**JOB**
Starting at the row that contains "Pick out the row of window in this picture." and continuing through the last row, rewrite those rows with "antenna mast" changed to "radio tower" and everything else left intact.
==================================================
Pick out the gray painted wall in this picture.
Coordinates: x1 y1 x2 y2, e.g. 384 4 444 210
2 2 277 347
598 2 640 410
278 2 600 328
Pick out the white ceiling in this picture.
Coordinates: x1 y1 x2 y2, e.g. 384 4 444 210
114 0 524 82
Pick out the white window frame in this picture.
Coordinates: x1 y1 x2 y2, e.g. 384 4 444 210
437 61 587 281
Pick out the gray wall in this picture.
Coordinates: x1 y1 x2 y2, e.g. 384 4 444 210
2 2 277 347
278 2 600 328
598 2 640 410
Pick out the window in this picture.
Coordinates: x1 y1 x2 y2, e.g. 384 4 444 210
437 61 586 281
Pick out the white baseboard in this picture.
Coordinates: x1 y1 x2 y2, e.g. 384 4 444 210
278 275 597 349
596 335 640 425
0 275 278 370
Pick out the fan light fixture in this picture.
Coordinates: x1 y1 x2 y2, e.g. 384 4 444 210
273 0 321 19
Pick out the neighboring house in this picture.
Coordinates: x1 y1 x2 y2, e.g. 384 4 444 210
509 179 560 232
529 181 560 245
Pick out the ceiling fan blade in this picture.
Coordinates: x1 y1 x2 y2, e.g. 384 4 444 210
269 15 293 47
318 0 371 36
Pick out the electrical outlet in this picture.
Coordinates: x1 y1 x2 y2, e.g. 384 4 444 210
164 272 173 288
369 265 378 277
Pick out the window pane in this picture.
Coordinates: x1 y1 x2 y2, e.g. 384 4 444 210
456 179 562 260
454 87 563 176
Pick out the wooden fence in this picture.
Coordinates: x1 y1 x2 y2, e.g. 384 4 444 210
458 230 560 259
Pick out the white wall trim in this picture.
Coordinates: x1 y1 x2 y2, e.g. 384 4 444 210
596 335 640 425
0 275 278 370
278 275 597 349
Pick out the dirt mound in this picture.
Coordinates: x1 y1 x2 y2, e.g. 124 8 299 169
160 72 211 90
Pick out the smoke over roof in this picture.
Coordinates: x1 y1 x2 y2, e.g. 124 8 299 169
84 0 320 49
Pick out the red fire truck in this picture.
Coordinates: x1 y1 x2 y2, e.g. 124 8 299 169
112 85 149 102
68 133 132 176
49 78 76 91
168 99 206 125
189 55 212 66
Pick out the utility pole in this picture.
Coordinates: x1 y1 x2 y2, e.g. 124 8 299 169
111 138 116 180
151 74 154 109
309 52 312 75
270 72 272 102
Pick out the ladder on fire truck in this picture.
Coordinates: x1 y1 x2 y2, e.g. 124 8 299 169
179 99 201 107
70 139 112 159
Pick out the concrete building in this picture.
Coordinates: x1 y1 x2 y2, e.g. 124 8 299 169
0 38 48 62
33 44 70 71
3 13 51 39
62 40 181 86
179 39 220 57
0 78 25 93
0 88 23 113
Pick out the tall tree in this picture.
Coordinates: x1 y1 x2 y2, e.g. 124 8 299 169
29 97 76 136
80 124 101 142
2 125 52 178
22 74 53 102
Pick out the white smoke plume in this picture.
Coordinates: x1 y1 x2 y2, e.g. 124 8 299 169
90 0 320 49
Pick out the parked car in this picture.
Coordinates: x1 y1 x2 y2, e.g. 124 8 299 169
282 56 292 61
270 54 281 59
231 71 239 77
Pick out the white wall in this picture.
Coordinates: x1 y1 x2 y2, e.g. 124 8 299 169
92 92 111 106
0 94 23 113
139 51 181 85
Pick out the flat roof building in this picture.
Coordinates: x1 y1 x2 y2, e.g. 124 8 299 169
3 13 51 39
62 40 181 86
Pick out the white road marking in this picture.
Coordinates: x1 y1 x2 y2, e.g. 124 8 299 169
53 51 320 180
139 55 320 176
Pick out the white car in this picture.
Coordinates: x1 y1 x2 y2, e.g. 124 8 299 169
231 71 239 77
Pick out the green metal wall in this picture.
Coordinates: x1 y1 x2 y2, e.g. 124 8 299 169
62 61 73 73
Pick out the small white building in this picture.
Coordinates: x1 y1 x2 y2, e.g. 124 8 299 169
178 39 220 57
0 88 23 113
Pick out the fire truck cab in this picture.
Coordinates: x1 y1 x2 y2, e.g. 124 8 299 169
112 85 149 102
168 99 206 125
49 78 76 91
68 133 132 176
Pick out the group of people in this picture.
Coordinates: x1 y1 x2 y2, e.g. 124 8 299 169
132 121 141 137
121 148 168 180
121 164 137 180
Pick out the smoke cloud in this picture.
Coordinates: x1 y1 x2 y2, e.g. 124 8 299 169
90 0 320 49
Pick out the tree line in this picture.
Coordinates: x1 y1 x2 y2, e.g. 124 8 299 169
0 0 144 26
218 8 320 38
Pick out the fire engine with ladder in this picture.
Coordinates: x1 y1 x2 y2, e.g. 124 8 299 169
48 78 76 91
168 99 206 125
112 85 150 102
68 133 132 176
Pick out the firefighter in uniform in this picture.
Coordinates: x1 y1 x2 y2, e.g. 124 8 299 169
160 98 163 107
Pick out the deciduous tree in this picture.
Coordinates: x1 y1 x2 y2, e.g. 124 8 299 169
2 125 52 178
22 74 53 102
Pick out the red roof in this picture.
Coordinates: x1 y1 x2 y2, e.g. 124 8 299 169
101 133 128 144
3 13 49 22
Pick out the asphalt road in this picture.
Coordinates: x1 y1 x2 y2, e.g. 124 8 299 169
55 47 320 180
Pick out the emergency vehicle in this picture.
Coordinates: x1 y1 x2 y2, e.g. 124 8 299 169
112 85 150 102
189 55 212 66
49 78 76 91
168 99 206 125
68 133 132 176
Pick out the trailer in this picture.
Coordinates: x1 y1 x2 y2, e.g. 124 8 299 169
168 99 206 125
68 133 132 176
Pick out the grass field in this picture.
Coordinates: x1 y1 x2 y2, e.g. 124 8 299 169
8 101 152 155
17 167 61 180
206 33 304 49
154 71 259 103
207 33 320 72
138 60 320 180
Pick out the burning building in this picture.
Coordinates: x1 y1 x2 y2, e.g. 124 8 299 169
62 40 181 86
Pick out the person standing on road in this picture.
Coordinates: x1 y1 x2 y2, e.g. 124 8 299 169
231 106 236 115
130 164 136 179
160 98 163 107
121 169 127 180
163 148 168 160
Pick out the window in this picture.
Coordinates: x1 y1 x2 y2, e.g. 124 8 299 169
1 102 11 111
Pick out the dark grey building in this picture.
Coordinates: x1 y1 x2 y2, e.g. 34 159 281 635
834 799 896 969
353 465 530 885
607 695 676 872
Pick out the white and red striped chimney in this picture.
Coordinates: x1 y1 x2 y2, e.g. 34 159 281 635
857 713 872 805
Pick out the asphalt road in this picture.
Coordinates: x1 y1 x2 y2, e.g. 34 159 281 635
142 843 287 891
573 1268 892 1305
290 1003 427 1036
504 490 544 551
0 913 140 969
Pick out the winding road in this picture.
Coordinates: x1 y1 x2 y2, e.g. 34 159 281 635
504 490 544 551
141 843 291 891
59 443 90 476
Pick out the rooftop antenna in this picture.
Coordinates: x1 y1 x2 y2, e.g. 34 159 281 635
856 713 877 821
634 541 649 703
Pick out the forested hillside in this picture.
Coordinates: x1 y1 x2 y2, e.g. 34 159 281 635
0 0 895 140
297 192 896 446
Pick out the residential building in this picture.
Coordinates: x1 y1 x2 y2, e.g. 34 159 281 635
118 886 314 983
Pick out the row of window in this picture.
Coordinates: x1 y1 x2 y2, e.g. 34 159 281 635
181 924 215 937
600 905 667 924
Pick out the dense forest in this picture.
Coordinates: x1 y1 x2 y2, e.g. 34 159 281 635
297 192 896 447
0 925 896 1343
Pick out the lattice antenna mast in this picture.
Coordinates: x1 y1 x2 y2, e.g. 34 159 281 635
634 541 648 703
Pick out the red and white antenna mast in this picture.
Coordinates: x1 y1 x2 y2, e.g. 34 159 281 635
==================================================
**EXPECTED ANSWER**
Pick out the row of window in this picture.
Coordinates: x1 y1 x2 y2, e.g. 34 159 281 635
181 924 215 937
600 905 667 924
Pick out the dense forest in this picture.
Coordinates: x1 y1 x2 y2, e.g. 34 159 281 635
297 192 896 447
0 925 896 1343
Pick out the lattice radio tower in this picture.
Coordinates: x1 y1 x2 y2, e.g. 34 159 281 635
634 541 648 703
Pick out the red and white radio tower in this picture.
Coordinates: x1 y1 x2 y2, e.g. 34 159 281 635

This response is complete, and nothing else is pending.